Return the records exactly as they are.

# # # #

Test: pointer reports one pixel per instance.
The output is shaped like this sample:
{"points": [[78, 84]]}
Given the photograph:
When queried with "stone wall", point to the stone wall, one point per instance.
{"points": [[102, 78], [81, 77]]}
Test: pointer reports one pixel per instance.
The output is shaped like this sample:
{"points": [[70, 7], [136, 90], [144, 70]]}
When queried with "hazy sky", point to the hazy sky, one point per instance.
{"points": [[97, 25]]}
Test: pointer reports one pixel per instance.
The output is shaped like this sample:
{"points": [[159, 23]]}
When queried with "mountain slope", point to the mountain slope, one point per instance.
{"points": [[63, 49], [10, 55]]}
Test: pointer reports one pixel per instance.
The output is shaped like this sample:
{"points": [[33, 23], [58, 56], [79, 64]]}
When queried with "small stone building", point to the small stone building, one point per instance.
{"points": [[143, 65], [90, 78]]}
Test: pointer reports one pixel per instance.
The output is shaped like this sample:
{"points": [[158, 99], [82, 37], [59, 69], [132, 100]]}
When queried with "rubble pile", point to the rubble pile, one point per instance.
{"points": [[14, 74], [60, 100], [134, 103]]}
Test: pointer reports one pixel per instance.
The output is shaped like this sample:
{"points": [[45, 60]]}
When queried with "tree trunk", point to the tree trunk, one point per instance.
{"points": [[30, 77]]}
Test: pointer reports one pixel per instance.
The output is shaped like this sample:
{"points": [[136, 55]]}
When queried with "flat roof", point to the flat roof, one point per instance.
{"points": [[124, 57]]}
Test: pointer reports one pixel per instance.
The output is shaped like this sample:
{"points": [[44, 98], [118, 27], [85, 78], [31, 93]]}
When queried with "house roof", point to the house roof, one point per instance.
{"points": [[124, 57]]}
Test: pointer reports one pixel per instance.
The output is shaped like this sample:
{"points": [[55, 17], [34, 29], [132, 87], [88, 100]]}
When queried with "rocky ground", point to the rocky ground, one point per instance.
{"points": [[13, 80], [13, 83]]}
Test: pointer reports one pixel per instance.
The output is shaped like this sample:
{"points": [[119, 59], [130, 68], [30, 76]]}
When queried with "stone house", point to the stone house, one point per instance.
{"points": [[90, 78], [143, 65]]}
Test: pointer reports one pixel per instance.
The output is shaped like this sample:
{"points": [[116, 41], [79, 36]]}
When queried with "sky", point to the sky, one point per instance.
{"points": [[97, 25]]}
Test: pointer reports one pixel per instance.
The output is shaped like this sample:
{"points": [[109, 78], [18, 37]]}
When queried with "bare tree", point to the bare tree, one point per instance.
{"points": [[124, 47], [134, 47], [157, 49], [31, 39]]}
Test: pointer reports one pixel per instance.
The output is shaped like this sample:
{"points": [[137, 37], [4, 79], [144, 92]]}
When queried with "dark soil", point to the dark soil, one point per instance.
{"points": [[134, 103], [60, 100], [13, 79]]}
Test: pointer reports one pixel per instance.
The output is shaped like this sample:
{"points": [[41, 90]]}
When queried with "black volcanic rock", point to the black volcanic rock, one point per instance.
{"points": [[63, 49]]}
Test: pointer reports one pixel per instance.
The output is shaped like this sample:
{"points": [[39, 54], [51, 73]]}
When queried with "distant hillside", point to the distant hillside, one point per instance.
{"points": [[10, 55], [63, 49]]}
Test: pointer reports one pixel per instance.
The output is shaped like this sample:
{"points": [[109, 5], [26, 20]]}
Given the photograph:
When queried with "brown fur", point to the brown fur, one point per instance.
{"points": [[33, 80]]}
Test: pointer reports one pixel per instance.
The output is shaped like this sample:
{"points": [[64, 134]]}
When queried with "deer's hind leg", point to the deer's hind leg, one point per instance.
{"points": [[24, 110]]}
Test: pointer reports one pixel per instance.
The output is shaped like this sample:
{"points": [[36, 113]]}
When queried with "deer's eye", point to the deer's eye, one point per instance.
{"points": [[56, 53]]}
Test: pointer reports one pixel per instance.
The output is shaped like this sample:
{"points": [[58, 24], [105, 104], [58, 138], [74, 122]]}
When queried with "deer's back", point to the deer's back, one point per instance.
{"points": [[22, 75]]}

# # # #

RESPONSE TO THIS TASK -
Test: pointer reports one pixel per instance.
The output is shaped like this sample:
{"points": [[78, 84]]}
Given the photograph:
When queried with "stone wall", point to the stone wall, one point per instance.
{"points": [[102, 78], [81, 77]]}
Test: pointer reports one pixel per instance.
The output is shaped like this sample:
{"points": [[70, 7], [136, 90], [144, 70]]}
When queried with "hazy sky", point to the hazy sky, one point per instance.
{"points": [[97, 25]]}
Test: pointer reports one pixel per instance.
The output is shaped like this sample:
{"points": [[159, 23]]}
When queried with "mountain slope", point to the mountain slope, one point per instance.
{"points": [[63, 49], [10, 55]]}
Test: pointer reports one pixel per instance.
The output is shaped like this sample:
{"points": [[33, 23], [58, 56], [79, 64]]}
When queried with "small stone building", point to the small stone building, one point per instance.
{"points": [[143, 65], [90, 78]]}
Test: pointer reports one pixel per instance.
The output is shaped like this sample:
{"points": [[158, 99], [82, 37], [59, 69], [132, 100]]}
When queried with "rubble pile", point to the rubble pile, one point per instance.
{"points": [[14, 74], [60, 100], [134, 103]]}
Test: pointer reports one pixel per instance.
The output is shaped like this sample:
{"points": [[45, 60]]}
When queried with "tree trunk", point to the tree trunk, one point per instance.
{"points": [[30, 77]]}
Test: pointer reports one pixel per instance.
The output is shaped like this sample:
{"points": [[136, 55]]}
When queried with "flat roof", point to the flat roof, one point per instance.
{"points": [[124, 57]]}
Test: pointer reports one pixel per instance.
The output is shaped like this sample:
{"points": [[44, 98], [118, 27], [85, 78], [31, 93]]}
When queried with "house roof", point to the house roof, one point per instance.
{"points": [[124, 57]]}
Test: pointer reports one pixel per instance.
The output is shaped like this sample:
{"points": [[55, 17], [34, 29], [132, 87], [88, 100]]}
When queried with "rocky ground", point to the rocky ground, one point per instance.
{"points": [[13, 80], [13, 83]]}
Test: pointer reports one pixel per instance.
The output is shaped like this sample:
{"points": [[119, 59], [130, 68], [30, 76]]}
When queried with "stone house", point to the stone house, one point per instance.
{"points": [[90, 78], [143, 65]]}
Test: pointer reports one pixel per instance.
The output is shaped like this sample:
{"points": [[116, 41], [79, 36]]}
When queried with "sky", point to the sky, one point per instance.
{"points": [[97, 25]]}
Test: pointer reports one pixel per instance.
The output is shaped like this sample:
{"points": [[109, 78], [18, 37]]}
When queried with "bare tree", point to the bare tree, one point per instance.
{"points": [[124, 47], [134, 47], [157, 49], [31, 39]]}
Test: pointer reports one pixel per instance.
The output is shaped like this sample:
{"points": [[137, 37], [4, 79], [144, 92]]}
When queried with "dark soil", point to the dark soil, one point per instance.
{"points": [[134, 103], [60, 100], [13, 79]]}
Test: pointer reports one pixel per instance.
The output is shaped like this sample:
{"points": [[41, 90]]}
When queried with "black volcanic rock", point to the black volcanic rock, one point per instance.
{"points": [[63, 49]]}
Test: pointer reports one pixel per instance.
The output is shaped like this sample:
{"points": [[39, 54], [51, 73]]}
When queried with "distant hillside", point to the distant hillside, one point per instance.
{"points": [[10, 55], [63, 49]]}
Test: pointer reports one pixel per instance.
The output is shaped like this sample:
{"points": [[109, 5], [26, 20]]}
Given the photograph:
When queried with "brown fur", point to the brown fur, one point per instance.
{"points": [[33, 80]]}
Test: pointer reports one pixel per instance.
The output is shaped like this sample:
{"points": [[64, 134]]}
When queried with "deer's hind leg", point to the deer's hind leg, one point per instance.
{"points": [[24, 110]]}
Test: pointer reports one pixel per instance.
The output is shaped like this sample:
{"points": [[36, 113]]}
When queried with "deer's eye", point to the deer's eye, one point per instance.
{"points": [[56, 53]]}
Test: pointer reports one pixel per instance.
The output is shaped like this sample:
{"points": [[58, 24], [105, 104], [58, 138], [74, 122]]}
When queried with "deer's back", point to the deer's back, one point per instance.
{"points": [[22, 75]]}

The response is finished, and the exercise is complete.